Task goal | Print everything from the start of the items down to the line containing "[15,6,18,22]", both ends included, word for word. Leave the pictures out of your reply.

━━━━━━

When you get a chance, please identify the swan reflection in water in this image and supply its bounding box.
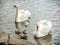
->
[34,34,52,45]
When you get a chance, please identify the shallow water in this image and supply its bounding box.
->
[0,0,60,45]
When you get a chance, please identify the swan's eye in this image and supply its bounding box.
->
[14,5,16,8]
[36,26,39,31]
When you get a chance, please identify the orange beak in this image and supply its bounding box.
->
[13,5,16,8]
[36,26,38,32]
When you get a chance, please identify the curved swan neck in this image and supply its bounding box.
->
[15,6,18,22]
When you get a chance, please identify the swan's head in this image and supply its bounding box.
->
[36,20,52,30]
[13,5,17,8]
[13,4,19,8]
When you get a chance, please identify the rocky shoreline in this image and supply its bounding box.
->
[0,33,33,45]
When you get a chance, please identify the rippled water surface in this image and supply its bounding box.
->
[0,0,60,45]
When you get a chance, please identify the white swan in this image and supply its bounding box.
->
[14,5,31,22]
[34,20,52,38]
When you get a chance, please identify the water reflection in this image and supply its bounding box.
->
[35,34,52,45]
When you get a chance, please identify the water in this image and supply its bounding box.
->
[0,0,60,45]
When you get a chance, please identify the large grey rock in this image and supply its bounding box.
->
[0,33,8,43]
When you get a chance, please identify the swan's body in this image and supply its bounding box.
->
[34,20,52,38]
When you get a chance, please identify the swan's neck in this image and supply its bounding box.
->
[15,7,18,22]
[36,26,38,32]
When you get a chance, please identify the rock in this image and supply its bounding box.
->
[0,33,8,44]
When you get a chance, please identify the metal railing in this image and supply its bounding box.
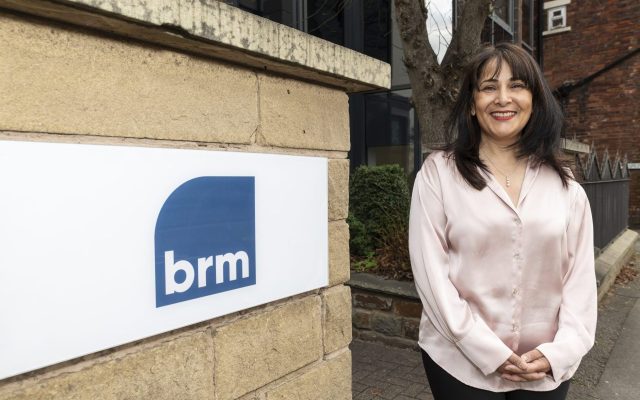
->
[576,147,629,249]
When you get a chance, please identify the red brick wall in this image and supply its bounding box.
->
[543,0,640,224]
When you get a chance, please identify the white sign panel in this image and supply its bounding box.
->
[0,141,328,379]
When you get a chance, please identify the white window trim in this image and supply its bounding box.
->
[547,6,568,31]
[542,26,571,36]
[543,0,571,10]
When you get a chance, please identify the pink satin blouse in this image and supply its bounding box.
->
[409,152,597,392]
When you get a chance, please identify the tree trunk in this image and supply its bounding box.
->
[394,0,494,154]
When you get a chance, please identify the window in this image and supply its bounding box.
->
[491,0,513,33]
[547,6,567,31]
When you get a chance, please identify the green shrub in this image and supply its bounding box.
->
[347,213,374,256]
[347,165,411,279]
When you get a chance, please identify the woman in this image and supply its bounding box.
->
[409,44,597,400]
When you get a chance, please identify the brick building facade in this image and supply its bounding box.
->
[543,0,640,225]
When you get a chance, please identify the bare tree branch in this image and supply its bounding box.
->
[394,0,494,150]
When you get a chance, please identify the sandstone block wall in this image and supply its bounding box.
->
[0,5,372,400]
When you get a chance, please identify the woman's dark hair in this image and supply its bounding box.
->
[444,43,571,190]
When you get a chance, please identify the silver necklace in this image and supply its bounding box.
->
[484,155,520,187]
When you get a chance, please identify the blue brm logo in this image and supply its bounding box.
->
[155,176,256,307]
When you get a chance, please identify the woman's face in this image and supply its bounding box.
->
[471,62,533,146]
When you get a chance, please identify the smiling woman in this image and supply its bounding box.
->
[409,44,596,400]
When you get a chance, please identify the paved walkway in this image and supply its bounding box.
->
[351,239,640,400]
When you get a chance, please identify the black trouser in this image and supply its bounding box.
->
[422,350,569,400]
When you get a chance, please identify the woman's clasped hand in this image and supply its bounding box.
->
[498,349,551,382]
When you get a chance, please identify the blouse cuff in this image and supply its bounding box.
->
[537,343,575,382]
[456,318,513,375]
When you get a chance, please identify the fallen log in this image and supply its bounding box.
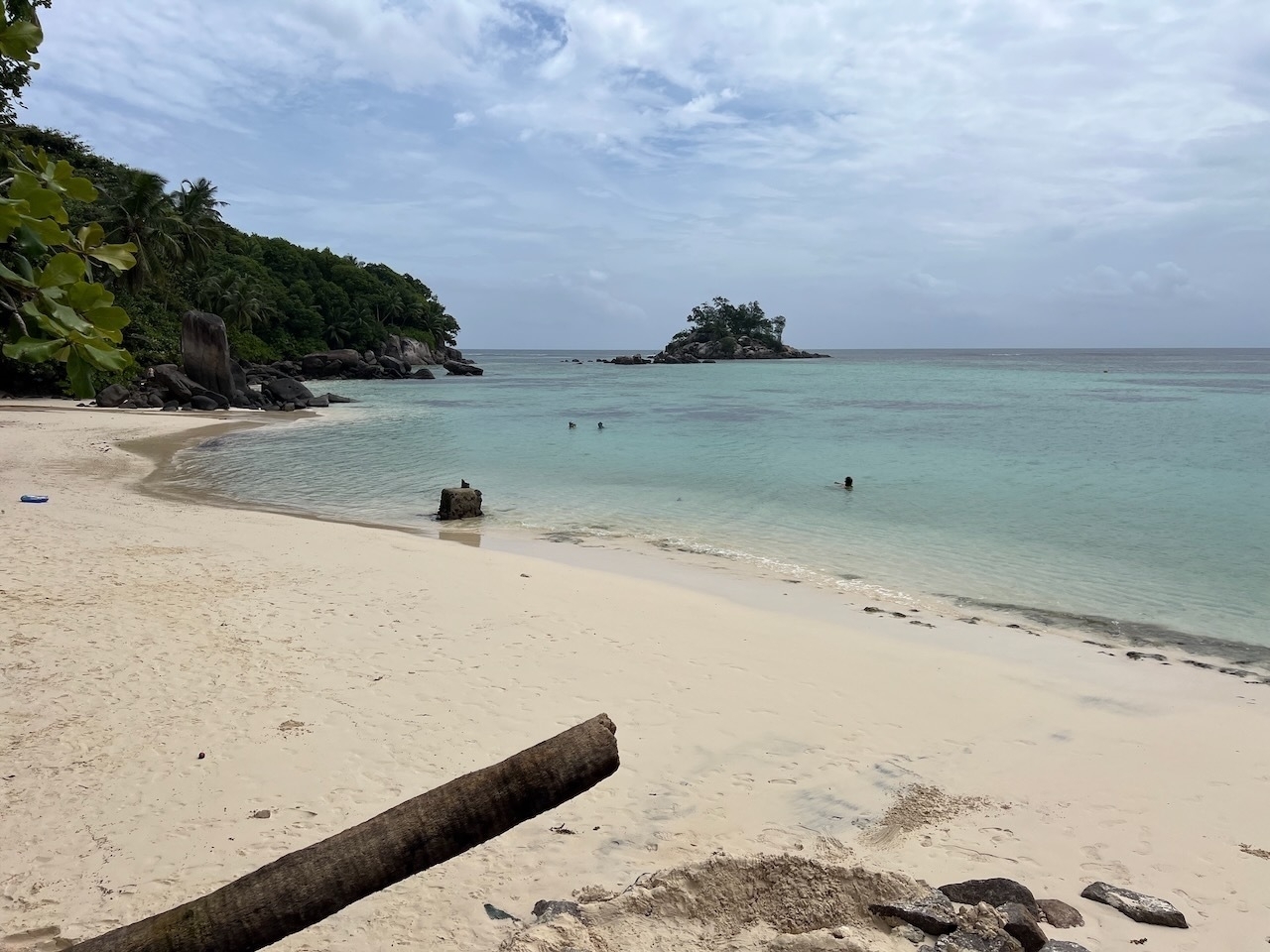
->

━━━━━━

Exercise response |
When you get a chance, please identify the swan reflection in water in this image and supply its bounding box.
->
[34,34,52,45]
When you get a chance, please identify the shallow water in this image and supply its bounding box.
->
[0,0,60,45]
When you get a chance, please identify the swan's eye in this image and supply its bounding box.
->
[14,5,16,8]
[36,26,39,31]
When you get a chance, please identify the orange beak in this image and supply its bounding box.
->
[13,5,16,8]
[36,26,38,32]
When you get a chance, please identify the curved swan neck in this image and supply its bounding box.
->
[15,6,18,22]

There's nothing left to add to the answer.